Claimants say legislation means minor offences 'could never be cleared from their record'
Those HR professionals responsible for appointments in their organisations will be familiar with pre-screening and background checks, and will know that the Rehabilitation of Offenders Act 1974 allows certain ‘spent’ convictions to be removed from criminal records so individuals do not have to disclose them in specific circumstances.
Where regulated activities are involved, such as working with children and vulnerable adults, both spent and unspent convictions must be disclosed; this includes sectors such as financial services, education and health, and professions such as the medical, legal and accountancy professions. There are strict timescales which apply to different types of offences and some convictions can never be treated as spent.
A recent legal challenge in the High Court, R. (on the application of P) v Secretary of State for Justice, suggests changes are likely to this regime and employers should monitor the case’s progress. It’s not clear yet whether it will be appealed or will result in amendments to the legislation.
The claimants in this judicial review complained that the structure of the legislation meant minor offences in their past could never be cleared from their record and that this was having a disproportionate effect on their employability.

Required tasks
**a.** List every sector and profession that the article on spent convictions names as one where both spent and unspent convictions must be disclosed.
**b.** Transcribe everything in the article on spent convictions from "A recent legal" down to "on their employability.".
The lines that come after this article are not used in either exercise.

Records supplied
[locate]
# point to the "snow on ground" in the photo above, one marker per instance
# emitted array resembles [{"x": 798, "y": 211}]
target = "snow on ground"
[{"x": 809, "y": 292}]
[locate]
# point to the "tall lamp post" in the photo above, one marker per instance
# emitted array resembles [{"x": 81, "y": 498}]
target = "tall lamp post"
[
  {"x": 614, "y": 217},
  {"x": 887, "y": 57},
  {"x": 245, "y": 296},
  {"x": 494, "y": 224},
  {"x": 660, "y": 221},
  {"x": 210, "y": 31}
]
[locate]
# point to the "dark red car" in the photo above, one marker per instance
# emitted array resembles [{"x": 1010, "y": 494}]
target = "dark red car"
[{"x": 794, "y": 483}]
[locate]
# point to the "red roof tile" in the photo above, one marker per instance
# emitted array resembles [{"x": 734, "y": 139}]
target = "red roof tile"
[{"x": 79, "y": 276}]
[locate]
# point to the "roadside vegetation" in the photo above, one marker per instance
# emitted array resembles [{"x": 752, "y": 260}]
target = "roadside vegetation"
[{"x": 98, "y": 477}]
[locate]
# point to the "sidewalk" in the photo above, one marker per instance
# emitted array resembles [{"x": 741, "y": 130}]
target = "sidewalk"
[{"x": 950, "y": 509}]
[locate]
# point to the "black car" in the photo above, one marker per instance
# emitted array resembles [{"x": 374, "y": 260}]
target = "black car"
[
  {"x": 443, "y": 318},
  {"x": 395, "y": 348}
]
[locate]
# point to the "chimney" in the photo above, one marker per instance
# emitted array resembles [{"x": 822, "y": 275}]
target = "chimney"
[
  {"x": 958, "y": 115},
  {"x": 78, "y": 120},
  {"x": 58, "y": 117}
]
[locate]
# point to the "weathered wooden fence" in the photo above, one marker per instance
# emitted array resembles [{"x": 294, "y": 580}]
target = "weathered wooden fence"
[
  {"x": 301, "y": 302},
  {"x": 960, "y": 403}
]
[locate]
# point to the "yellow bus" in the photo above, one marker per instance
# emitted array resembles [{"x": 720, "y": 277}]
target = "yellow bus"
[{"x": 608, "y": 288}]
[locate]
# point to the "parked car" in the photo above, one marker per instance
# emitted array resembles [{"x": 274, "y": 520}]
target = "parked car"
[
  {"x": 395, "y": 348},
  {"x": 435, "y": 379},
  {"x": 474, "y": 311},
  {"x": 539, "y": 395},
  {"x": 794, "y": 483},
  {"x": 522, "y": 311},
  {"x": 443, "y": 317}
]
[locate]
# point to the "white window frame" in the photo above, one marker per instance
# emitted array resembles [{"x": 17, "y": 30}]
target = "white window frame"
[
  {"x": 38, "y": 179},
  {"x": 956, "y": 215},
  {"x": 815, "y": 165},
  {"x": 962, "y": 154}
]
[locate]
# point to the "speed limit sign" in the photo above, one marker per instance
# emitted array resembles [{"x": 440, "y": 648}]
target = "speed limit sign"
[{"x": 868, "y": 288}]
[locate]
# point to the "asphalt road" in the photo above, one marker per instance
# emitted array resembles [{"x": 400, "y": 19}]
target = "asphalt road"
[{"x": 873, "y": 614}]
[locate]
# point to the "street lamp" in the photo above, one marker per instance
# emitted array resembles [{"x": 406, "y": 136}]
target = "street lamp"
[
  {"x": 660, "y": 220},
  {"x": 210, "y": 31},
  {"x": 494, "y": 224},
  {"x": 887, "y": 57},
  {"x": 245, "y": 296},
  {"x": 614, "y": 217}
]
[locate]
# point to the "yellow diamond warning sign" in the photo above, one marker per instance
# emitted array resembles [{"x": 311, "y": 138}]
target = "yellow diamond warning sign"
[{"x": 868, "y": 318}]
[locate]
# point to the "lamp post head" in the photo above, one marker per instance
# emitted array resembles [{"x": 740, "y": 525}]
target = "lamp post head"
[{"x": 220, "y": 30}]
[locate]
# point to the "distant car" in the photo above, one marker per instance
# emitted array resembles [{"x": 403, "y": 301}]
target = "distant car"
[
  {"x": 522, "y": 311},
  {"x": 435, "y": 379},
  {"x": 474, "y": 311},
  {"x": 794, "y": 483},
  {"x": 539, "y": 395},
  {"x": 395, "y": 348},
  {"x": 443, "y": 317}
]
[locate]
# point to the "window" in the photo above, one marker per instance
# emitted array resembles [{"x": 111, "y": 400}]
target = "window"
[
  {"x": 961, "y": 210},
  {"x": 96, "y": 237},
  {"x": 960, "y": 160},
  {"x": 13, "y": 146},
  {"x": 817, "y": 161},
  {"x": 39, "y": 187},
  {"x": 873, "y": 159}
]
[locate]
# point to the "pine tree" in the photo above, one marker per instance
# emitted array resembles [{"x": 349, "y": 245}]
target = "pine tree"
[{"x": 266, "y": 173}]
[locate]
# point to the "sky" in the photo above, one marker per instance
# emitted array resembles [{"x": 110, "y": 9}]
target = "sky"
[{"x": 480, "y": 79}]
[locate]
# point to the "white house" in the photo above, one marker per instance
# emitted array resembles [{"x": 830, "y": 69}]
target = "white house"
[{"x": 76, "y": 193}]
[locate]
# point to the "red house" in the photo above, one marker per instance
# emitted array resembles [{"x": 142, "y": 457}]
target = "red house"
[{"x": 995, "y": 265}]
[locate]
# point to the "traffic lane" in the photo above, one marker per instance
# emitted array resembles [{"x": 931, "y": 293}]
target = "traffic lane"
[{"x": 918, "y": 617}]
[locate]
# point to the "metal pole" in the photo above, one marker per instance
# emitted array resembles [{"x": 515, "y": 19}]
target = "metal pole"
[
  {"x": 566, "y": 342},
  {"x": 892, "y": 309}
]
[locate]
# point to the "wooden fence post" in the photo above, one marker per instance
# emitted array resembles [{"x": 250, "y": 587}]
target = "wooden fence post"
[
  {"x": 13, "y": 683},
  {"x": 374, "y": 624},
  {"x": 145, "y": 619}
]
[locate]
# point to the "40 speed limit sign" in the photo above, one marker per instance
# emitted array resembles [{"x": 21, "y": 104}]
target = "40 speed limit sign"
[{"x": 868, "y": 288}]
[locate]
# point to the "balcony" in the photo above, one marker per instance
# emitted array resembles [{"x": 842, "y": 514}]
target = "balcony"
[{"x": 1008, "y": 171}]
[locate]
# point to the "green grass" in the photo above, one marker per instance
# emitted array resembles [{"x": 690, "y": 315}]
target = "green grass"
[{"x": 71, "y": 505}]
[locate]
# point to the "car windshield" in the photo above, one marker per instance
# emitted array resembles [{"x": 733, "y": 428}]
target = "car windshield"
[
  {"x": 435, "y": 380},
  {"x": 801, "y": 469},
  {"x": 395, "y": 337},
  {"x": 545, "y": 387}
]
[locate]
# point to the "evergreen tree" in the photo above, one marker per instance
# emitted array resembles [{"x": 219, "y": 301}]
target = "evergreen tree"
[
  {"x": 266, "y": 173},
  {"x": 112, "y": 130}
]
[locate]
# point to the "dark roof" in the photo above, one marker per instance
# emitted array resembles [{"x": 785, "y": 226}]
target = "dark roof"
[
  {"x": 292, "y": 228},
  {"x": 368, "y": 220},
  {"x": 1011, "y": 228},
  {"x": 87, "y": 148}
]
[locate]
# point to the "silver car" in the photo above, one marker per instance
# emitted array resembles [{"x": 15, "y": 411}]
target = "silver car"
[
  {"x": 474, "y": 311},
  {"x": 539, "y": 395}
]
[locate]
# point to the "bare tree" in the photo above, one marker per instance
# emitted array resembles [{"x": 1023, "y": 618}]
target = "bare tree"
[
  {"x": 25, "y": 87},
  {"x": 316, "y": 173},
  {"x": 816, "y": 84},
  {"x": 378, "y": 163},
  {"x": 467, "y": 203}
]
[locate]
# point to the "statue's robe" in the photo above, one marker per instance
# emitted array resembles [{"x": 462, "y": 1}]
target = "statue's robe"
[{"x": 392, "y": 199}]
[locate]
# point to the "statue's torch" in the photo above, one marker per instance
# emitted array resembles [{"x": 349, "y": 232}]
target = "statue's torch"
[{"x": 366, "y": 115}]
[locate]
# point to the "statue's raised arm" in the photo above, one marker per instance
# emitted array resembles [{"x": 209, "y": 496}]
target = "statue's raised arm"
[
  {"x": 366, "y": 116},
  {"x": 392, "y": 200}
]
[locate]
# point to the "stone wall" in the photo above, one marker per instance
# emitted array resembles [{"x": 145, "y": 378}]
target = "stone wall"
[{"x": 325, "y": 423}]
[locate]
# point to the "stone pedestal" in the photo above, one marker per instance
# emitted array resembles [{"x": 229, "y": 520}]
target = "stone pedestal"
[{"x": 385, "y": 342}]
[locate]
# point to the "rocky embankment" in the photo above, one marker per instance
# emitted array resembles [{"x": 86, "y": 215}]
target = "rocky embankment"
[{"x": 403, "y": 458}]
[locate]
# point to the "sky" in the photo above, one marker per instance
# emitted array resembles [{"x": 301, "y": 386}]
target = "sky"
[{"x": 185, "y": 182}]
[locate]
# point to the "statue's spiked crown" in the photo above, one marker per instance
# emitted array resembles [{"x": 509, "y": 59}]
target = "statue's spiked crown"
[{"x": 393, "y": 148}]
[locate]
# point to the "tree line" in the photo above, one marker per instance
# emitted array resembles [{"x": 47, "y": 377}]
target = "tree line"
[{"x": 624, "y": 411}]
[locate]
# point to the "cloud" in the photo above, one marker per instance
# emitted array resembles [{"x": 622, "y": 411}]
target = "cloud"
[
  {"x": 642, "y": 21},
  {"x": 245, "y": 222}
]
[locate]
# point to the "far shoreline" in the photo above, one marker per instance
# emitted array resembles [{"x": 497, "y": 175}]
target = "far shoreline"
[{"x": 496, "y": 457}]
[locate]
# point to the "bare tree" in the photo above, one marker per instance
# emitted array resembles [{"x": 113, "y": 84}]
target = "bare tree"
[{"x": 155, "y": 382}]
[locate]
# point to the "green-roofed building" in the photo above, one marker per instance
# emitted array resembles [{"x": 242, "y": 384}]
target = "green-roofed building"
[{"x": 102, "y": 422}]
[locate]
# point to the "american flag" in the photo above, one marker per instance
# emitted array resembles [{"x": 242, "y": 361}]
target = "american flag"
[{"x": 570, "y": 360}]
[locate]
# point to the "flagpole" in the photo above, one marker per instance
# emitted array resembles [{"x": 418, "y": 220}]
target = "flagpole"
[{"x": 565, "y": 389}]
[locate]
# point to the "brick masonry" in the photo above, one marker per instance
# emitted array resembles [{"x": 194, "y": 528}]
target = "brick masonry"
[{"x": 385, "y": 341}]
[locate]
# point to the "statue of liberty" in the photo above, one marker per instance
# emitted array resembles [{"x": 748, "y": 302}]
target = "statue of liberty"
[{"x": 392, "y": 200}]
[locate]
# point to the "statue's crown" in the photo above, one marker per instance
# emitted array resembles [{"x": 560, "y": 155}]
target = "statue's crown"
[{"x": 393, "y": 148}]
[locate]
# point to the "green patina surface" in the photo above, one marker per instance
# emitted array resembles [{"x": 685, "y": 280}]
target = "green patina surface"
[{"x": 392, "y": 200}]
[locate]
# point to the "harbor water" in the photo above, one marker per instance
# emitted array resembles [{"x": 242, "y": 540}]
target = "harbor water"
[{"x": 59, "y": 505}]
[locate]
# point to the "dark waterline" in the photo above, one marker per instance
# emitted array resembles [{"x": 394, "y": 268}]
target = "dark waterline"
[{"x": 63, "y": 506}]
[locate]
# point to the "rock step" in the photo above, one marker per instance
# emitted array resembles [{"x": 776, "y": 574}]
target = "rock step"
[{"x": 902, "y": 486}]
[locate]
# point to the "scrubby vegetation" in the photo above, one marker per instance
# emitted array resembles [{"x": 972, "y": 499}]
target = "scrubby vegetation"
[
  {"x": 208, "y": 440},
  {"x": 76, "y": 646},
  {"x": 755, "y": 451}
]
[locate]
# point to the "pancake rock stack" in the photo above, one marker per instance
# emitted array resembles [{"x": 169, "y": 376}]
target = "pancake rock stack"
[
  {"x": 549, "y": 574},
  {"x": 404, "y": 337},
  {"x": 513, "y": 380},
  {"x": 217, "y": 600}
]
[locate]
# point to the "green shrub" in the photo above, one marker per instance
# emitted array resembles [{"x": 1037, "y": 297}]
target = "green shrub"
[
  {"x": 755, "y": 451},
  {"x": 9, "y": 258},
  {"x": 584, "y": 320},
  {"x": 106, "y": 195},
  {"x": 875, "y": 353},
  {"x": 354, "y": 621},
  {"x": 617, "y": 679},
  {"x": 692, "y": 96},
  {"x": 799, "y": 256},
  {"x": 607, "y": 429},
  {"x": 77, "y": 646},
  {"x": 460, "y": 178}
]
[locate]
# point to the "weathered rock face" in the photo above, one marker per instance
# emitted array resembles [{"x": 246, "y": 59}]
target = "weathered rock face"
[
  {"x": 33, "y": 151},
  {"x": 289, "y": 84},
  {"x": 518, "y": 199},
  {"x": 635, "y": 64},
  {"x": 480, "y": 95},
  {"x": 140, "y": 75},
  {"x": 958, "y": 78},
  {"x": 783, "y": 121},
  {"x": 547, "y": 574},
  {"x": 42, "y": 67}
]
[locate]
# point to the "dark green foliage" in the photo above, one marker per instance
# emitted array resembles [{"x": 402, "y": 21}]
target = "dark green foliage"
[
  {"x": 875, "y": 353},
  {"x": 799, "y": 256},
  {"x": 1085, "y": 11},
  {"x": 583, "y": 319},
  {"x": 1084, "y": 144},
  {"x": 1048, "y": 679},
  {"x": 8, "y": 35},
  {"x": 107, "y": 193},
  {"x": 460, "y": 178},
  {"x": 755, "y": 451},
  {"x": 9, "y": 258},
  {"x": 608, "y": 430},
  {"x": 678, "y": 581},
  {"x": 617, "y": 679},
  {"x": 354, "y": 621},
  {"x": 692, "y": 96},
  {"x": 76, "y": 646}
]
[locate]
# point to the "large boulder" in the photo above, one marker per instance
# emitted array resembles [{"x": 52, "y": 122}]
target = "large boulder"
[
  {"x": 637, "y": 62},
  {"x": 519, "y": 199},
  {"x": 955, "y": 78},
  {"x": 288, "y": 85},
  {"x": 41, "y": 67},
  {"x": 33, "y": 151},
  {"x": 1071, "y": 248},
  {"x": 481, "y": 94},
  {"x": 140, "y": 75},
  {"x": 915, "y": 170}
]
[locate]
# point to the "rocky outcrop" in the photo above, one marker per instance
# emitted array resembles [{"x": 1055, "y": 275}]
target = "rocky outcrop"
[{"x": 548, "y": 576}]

Answers to the exercise
**a.** financial services, education, health, the medical profession, the legal profession, the accountancy profession

**b.**
A recent legal challenge in the High Court, R. (on the application of P) v Secretary of State for Justice, suggests changes are likely to this regime and employers should monitor the case’s progress. It’s not clear yet whether it will be appealed or will result in amendments to the legislation.
The claimants in this judicial review complained that the structure of the legislation meant minor offences in their past could never be cleared from their record and that this was having a disproportionate effect on their employability.